## AIM:
Locate every line in the entries below that contains the string "surface" and copy each one. The match is case-sensitive.

☆ ☆ ☆ ☆ ☆

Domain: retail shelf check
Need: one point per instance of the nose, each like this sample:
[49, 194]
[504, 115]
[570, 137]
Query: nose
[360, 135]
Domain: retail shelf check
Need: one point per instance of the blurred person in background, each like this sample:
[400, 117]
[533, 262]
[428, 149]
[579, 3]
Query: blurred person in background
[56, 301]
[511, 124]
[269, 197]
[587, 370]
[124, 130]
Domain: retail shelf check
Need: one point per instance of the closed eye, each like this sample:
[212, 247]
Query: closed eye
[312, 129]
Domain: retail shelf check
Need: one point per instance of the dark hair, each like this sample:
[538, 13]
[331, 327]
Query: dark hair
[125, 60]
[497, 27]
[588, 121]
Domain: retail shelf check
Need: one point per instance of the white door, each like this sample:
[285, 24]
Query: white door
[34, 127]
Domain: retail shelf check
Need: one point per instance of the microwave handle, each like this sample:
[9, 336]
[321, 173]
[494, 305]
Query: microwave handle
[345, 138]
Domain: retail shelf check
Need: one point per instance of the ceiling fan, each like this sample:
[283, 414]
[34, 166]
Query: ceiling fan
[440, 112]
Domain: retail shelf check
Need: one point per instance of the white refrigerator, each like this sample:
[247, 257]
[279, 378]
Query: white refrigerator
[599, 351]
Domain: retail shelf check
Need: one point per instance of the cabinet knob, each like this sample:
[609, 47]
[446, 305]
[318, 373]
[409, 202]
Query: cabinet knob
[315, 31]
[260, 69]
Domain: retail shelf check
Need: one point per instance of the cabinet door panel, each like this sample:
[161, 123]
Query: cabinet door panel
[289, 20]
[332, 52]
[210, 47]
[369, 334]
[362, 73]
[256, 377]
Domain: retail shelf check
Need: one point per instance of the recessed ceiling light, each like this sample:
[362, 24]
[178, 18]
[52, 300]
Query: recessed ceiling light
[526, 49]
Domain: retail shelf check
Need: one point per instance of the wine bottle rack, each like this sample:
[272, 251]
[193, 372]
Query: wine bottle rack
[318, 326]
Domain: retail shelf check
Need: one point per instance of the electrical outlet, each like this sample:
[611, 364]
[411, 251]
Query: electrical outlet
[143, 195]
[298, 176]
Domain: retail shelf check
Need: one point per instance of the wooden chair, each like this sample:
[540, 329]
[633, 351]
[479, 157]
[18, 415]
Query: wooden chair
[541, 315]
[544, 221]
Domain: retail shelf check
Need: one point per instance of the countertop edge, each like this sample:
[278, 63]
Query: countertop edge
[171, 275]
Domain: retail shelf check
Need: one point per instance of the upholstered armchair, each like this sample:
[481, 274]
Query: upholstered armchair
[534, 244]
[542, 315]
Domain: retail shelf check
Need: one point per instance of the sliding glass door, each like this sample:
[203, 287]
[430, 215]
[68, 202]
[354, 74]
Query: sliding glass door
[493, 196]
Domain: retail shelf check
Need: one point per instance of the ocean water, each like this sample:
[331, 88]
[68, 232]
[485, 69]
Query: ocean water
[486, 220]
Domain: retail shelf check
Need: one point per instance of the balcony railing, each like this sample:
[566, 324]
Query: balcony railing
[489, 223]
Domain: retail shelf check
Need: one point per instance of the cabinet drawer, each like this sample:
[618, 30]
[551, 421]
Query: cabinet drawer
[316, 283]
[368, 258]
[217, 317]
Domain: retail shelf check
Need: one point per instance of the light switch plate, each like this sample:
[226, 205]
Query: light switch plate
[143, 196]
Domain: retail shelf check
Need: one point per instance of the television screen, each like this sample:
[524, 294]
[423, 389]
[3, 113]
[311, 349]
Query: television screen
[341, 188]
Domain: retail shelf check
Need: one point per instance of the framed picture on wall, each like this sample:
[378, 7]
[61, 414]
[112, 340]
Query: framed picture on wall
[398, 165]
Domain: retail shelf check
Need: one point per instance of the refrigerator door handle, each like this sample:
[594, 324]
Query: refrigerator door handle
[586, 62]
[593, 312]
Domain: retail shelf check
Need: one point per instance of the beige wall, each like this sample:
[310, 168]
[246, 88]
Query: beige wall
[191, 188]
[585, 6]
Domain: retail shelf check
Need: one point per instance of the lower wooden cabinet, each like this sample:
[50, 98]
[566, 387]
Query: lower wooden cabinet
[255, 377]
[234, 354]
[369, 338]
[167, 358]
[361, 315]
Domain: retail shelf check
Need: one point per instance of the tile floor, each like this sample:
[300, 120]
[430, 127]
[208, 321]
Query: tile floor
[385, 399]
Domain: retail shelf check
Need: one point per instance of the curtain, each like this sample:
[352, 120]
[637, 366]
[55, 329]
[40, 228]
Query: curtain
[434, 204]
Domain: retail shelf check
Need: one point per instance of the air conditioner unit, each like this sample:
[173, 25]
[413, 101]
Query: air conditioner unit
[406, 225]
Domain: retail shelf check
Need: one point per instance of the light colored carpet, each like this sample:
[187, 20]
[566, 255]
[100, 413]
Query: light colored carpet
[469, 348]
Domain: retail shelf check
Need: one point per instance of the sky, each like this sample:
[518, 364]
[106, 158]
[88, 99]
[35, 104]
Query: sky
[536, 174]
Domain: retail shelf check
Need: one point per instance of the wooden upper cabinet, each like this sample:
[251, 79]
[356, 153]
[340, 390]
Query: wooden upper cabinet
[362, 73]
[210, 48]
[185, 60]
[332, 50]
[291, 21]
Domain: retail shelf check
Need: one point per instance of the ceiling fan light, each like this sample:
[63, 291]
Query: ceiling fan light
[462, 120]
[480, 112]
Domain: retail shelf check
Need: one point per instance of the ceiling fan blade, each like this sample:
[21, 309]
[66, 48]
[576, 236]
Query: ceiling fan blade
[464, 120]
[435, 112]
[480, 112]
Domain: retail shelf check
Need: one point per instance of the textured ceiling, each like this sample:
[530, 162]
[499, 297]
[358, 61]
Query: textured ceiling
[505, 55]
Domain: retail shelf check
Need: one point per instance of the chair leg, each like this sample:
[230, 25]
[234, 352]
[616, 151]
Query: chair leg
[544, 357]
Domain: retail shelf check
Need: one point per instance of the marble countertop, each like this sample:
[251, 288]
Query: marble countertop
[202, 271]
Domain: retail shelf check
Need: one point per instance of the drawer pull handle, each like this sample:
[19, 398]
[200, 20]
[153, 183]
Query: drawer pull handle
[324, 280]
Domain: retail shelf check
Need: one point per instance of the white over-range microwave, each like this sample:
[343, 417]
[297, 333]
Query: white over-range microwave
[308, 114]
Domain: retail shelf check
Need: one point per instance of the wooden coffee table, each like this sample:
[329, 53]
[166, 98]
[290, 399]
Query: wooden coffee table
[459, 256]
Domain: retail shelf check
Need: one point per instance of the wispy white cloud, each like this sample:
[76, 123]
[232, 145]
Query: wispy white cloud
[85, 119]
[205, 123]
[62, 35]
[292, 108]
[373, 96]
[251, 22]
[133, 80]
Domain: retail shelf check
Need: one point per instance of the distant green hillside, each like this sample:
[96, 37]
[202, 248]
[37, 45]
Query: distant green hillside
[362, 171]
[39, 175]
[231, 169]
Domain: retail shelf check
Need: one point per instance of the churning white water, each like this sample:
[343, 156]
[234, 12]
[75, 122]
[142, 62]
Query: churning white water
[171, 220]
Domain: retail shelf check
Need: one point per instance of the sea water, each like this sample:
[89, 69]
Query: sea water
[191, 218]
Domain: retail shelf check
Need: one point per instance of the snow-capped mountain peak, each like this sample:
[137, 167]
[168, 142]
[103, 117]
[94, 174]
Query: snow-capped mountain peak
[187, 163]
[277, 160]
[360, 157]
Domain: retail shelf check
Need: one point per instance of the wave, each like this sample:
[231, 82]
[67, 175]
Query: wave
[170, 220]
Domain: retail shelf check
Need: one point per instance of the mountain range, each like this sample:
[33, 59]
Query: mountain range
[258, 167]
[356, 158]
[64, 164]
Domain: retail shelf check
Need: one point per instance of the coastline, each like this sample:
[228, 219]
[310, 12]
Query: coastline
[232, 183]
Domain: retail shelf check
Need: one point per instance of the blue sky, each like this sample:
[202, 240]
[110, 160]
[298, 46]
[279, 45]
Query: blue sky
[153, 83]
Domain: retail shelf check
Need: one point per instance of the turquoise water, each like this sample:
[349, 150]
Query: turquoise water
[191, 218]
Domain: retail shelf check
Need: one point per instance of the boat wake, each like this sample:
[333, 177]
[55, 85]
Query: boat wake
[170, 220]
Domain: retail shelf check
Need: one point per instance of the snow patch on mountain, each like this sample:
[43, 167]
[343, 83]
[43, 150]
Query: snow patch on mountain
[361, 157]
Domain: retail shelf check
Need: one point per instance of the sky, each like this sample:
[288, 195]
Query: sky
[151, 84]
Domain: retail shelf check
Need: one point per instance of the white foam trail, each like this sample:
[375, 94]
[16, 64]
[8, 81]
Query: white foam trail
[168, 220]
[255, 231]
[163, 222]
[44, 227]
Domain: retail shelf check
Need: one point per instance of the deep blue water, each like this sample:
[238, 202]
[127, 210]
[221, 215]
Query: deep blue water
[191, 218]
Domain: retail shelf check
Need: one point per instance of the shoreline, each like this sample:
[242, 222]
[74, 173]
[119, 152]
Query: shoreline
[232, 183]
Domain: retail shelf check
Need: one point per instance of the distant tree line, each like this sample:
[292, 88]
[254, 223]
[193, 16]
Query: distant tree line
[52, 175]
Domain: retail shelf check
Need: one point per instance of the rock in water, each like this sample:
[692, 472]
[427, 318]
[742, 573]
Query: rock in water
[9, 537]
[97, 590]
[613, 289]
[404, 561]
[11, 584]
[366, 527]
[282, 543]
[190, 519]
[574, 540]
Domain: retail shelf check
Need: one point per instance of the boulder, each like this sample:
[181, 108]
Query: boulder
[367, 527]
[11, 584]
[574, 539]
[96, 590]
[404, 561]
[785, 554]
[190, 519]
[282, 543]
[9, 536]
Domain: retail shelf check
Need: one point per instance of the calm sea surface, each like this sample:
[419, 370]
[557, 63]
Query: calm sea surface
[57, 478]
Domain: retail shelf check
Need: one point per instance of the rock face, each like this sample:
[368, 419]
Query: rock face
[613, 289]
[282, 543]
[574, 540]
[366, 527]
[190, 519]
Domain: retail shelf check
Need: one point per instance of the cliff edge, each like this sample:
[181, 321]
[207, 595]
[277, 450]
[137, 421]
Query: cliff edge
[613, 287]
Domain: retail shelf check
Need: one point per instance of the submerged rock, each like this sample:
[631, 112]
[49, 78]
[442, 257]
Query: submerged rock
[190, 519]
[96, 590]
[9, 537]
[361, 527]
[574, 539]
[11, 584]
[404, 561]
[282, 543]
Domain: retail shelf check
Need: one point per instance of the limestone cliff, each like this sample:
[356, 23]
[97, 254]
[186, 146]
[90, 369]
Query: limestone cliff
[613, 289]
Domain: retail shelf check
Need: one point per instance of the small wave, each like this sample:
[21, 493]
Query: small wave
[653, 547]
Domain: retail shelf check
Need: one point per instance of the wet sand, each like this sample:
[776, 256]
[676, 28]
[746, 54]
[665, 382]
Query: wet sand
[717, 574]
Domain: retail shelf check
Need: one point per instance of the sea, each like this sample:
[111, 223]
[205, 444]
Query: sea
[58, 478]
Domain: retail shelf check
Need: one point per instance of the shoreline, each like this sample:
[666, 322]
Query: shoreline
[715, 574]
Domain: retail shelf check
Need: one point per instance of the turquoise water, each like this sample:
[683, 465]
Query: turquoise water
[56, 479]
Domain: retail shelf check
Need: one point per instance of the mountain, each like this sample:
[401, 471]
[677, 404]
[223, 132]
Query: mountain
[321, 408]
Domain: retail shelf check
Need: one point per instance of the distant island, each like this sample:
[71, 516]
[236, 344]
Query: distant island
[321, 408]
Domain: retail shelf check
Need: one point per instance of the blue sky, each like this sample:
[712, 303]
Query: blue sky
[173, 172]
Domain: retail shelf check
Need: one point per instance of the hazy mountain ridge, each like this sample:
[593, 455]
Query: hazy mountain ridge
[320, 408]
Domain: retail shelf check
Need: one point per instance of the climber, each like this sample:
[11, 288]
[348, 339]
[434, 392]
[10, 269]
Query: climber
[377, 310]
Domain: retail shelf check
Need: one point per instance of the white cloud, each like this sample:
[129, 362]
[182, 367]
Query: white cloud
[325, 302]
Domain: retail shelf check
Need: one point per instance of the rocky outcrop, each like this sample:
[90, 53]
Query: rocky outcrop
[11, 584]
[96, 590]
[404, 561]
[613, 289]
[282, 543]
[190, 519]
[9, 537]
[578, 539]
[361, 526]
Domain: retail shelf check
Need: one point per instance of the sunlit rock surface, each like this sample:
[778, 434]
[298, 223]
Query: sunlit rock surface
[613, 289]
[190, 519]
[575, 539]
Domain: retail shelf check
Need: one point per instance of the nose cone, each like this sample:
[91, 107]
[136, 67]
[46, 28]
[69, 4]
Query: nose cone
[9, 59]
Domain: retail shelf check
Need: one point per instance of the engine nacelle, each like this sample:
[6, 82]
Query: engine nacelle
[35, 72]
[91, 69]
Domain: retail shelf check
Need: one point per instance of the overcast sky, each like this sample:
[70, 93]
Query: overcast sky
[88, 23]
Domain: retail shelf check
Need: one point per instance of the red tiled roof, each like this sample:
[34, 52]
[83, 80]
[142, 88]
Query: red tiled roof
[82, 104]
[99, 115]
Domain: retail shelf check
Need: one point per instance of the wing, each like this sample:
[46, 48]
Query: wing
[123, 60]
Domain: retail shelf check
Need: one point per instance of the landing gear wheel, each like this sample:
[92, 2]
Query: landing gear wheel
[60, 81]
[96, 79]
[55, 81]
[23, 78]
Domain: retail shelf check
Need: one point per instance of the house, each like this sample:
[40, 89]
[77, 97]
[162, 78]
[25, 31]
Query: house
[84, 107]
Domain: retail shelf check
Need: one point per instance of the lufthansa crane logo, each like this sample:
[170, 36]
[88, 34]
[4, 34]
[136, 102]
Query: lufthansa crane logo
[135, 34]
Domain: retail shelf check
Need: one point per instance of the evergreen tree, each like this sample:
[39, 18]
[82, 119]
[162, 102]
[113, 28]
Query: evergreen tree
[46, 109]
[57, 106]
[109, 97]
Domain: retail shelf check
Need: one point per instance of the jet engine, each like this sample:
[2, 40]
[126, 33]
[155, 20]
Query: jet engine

☆ ☆ ☆ ☆ ☆

## SOLUTION TO THIS TASK:
Need: one point per instance of the calm sea surface, each like this sample:
Query: calm sea surface
Need: one point per instance of the sunlit rock surface, each like this sample:
Query: sunlit rock surface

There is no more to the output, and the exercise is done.